[WORK TO DO]
A – In the court opinion, rewrite the part that opens with the words "Allegations may be" and closes with "F.2d at 665.", changing "disfavored" to "discouraged".
B – According to the court opinion, on what date did the Law Firm file its motion to strike?
C – Continue the court opinion on the motion to strike from the point where it stops.

[TEXT]

START

The opinion of the court was delivered by: Reagan, District Judge
Before the Court is Defendant The Lakin Law Firm's ("Law Firm") motion to strike portions of Plaintiff Richard Burke's complaint (Doc.13). Plaintiff has filed an objection to this motion (see Doc. 24), to which Defendant has replied (see Doc. 25). This matter being fully briefed, the Court now DENIES Defendant's motion (Doc. 13) for the reasons stated below.
This case involves a four-count, two-defendant complaint (see Doc. 3). Count One of Plaintiff's complaint is against the Law Firm alleging it breached its employment agreement with Plaintiff by not paying him owed bonus compensation. Count Two is a claim against the Law Firm requesting an accounting for fees received and generated from class action cases. Count Three is brought against the Law Firm and co-defendant Bradley M. Lakin alleging fraud with respect to Plaintiff's bonus under the employment agreement. Count Four alleges Bradley M. Lakin tortiously interfered with his contract with the Law Firm by inducing a breach of contract between Plaintiff and the Law Firm and also alleges interference with business expectancy against Bradley M. Lakin.
In the present motion, Defendant contends all of paragraphs 21, 22, 23, 25, 66, 80, 81, 82, 83, 84, 85 and portions of paragraphs 24, 53 and 57 of Plaintiff's complaint (Doc. 3) ought to be stricken on the grounds they are "redundant, immaterial, impertinent and/or scandalous matter" (see Doc. 13, p.2).
Motions to Strike in federal courts are governed by FEDERAL RULE OF CIVIL PROCEDURE 12(f), which provides:
(f) Motion to Strike. Upon motion made by a party before responding to a pleading or, if no responsive pleading is permitted by these rules, upon motion made by a party within 20 days after the service of the pleading upon the party or upon the court's own initiative at any time, the court may order stricken from any pleading any insufficient defense or any redundant, immaterial, impertinent, or scandalous matter.
The present motion is timely in that Defendants waived service of summons on February 28, 2007 and the Law Firm filed the instant motion to strike two days later on March 2, 2007.
Allegations may be stricken pursuant to Rule 12(f) "if the matter bears no possible relation to the controversy or may cause the objecting party prejudice."Talbot v. Robert Mathews Distributing Co., 961 F.2d 654, 664 (7th Cir. 1992). As a general rule, motions to strike are disfavored, in part because they tend to delay judicial proceedings. Heller Financial, Inc. v. Midwhey Powder Co., Inc., 883 F.2d 1286, 1294 (7th Cir. 1989). See also Williams v. Jader Fuel Co., 944 F.2d 1388, 1400 (7th Cir. 1991)("Motions to strike 'are not favored....'"), cert. denied, 504 U.S. 957 (1992). "The decision whether to strike material as scandalous is within the discretion of the district court." Talbot, 961 F.2d at 665.

END

[Saved entries]
START

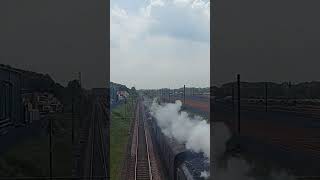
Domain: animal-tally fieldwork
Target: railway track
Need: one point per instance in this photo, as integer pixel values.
(96, 147)
(142, 164)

END

[OUTPUTS IN ORDER]
A –
Allegations may be stricken pursuant to Rule 12(f) "if the matter bears no possible relation to the controversy or may cause the objecting party prejudice."Talbot v. Robert Mathews Distributing Co., 961 F.2d 654, 664 (7th Cir. 1992). As a general rule, motions to strike are discouraged, in part because they tend to delay judicial proceedings. Heller Financial, Inc. v. Midwhey Powder Co., Inc., 883 F.2d 1286, 1294 (7th Cir. 1989). See also Williams v. Jader Fuel Co., 944 F.2d 1388, 1400 (7th Cir. 1991)("Motions to strike 'are not favored....'"), cert. denied, 504 U.S. 957 (1992). "The decision whether to strike material as scandalous is within the discretion of the district court." Talbot, 961 F.2d at 665.

B – March 2, 2007

C –
Defendant argues that the objectionable portions of Plaintiff's complaint are redundant and immaterial because they "do not tend to prove or disprove any of Plaintiff's claims, but are intended to harass and cast a derogatory light on Defendant Lakin and The Lakin Law Firm" (Doc. 16, p. 6) and because FEDERAL RULE OF CIVIL PROCEDURE 8(a)(2) only requires that a complaint contain a "short and plain statement of the claim showing the pleader is entitled to relief."FED.R.CIV. P.8(a)(2).
Granted, the "short and plain statement" referred to in Rule 8(a)(2) requires a plaintiff to allege no more than "bare minimum facts necessary to put the defendants on notice of the claim so he can file an answer." Higgs v. Carver, 286 F.3d 437, 439 (7th Cir. 2002). Consequently, it may have been sufficient for Plaintiff to have given his and Defendants' names along with the nature of the grievance and "a few tidbits (such as the date) that will let the defendant[s] investigate." Kolupa v. Roselle Park District, 438 F. 3d 713 (7th Cir. 2006). This being the case, however, it does not follow that any additional material or information is necessarily strike-worthy pursuant to Rule 12(f).
The Plaintiff is the master of his complaint and the Defendant cannot simply re-write the complaint via motion to strike. While it may be true that Plaintiff's complaint contains more detail than legally required to fend off a motion to dismiss under FEDERAL RULE OF CIVIL PROCEDURE 12(b)(6), the allegations Defendant complains are "baseless," "groundless," "speculation," and/or "extraneous and ...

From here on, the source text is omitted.